### Given information
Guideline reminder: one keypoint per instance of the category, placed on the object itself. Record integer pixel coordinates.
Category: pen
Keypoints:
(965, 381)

...

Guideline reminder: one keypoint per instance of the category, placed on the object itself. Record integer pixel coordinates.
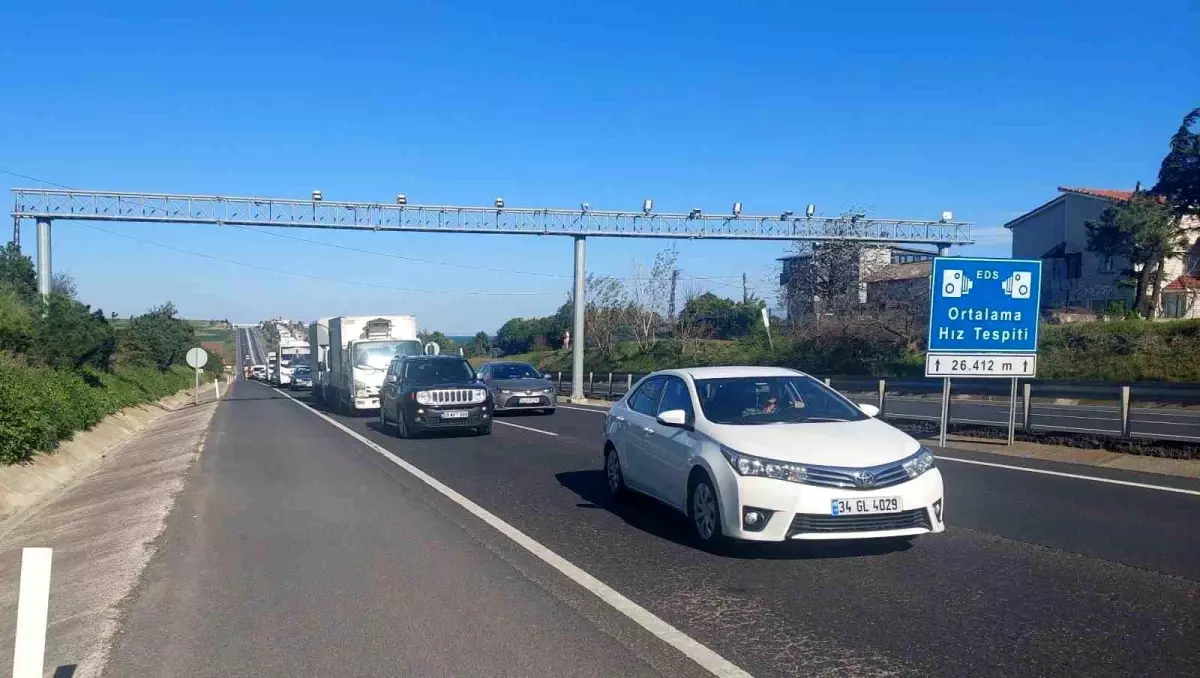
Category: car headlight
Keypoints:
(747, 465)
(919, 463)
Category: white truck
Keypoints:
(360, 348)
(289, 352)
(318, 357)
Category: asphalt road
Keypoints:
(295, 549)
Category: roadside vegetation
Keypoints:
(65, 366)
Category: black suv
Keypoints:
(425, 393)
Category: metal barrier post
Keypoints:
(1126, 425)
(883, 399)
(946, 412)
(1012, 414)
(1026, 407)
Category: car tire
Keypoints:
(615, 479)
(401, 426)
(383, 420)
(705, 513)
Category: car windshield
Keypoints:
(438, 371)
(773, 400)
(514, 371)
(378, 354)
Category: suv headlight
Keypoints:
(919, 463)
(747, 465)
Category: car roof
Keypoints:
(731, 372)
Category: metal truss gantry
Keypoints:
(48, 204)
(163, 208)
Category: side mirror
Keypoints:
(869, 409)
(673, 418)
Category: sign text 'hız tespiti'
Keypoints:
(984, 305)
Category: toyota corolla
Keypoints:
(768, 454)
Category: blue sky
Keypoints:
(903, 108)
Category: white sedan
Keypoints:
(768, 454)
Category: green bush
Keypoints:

==

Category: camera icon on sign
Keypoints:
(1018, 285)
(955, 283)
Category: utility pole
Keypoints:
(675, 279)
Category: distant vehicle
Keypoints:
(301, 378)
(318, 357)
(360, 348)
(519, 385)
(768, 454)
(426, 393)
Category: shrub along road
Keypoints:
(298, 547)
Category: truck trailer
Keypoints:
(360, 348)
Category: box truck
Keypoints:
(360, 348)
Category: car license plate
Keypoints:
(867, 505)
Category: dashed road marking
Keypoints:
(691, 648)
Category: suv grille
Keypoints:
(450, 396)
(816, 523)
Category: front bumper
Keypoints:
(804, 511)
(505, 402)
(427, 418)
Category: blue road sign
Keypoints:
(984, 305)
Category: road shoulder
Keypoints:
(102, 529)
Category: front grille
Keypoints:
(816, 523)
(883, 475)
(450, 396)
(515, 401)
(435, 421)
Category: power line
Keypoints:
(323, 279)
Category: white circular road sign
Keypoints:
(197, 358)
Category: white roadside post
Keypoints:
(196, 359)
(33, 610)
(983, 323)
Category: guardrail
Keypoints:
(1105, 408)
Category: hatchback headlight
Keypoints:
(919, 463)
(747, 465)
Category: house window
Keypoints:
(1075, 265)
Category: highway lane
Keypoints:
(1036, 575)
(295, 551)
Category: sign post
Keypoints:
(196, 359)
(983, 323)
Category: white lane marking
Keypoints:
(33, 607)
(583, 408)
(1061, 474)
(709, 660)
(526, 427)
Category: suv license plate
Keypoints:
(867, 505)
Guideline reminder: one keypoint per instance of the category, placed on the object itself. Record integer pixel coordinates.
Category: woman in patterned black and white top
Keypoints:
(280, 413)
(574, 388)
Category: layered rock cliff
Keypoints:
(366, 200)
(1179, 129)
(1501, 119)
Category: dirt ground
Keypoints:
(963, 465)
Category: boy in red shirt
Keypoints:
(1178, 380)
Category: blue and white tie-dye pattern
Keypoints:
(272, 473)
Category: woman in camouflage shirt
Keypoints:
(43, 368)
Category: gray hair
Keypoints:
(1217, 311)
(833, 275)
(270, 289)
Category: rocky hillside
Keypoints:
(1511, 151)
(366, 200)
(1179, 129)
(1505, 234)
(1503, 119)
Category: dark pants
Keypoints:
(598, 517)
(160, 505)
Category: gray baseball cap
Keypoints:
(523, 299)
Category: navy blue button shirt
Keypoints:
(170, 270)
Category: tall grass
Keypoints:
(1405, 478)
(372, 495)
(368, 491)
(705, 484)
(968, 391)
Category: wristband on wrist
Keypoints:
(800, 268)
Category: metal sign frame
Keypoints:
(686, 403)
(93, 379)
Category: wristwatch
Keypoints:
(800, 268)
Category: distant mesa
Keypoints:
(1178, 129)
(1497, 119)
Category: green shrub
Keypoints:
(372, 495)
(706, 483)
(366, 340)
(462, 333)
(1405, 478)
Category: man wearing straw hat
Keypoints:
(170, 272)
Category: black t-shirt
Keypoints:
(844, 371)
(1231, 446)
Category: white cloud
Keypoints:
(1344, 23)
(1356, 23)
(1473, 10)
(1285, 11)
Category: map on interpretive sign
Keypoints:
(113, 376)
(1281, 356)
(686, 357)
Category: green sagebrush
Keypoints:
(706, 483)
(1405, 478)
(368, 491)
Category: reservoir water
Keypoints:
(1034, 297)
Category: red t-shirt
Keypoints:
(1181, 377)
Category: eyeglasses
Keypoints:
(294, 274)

### What you will do
Whenever a line above includes "roadside", copy it in full.

### Answer box
Category: roadside vegetation
Category: white roadside post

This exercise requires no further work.